Natural-language object grounding data
┄┄┄┄┄┄┄┄┄┄┄┄┄┄┄┄┄┄┄┄
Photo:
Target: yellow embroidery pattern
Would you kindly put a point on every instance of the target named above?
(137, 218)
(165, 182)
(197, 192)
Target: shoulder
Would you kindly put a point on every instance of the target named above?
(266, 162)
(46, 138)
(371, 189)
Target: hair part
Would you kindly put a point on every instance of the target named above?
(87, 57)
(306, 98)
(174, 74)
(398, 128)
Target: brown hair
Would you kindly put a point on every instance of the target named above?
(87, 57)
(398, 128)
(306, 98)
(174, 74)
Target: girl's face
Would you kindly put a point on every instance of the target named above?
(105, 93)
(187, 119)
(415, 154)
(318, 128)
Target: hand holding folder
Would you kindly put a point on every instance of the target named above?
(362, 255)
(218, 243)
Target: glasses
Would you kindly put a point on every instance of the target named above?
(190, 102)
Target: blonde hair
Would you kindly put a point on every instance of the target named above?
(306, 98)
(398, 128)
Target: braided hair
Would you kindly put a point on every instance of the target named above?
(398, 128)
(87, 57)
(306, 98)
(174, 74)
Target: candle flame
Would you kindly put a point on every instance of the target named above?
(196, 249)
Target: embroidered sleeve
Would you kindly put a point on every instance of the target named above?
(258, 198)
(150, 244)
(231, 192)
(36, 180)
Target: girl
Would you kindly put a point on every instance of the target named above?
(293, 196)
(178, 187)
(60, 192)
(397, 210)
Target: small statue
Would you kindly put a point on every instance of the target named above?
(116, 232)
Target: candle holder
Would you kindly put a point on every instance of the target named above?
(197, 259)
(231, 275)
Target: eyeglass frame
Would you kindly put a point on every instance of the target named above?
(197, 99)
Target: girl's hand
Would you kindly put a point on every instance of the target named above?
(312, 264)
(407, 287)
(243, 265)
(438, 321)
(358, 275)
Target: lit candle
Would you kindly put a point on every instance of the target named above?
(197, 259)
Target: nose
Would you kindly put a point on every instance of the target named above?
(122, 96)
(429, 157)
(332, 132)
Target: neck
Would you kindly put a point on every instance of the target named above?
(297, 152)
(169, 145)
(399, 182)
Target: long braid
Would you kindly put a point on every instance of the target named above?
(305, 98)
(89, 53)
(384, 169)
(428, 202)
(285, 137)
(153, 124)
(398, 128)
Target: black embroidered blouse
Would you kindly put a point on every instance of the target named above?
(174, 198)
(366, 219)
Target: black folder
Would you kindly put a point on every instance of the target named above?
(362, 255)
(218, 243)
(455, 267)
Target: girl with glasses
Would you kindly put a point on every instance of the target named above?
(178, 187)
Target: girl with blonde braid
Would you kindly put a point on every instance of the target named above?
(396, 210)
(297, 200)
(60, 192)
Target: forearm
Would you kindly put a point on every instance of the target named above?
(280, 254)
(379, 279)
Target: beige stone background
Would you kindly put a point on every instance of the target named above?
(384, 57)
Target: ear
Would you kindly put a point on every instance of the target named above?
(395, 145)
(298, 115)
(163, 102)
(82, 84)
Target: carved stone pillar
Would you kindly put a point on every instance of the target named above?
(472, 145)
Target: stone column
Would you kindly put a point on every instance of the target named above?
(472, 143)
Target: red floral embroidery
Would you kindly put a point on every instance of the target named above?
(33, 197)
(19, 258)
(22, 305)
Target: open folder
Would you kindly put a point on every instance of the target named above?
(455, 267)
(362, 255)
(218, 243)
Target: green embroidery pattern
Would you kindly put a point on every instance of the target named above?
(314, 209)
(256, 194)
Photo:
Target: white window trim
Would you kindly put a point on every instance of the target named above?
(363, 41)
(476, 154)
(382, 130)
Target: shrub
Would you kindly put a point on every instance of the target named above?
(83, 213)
┄┄┄┄┄┄┄┄┄┄┄┄┄┄┄┄┄┄┄┄
TASK BRIEF
Your answer should consist only of the count of lines in the data that contain "embroidered".

TASK RESPONSE
2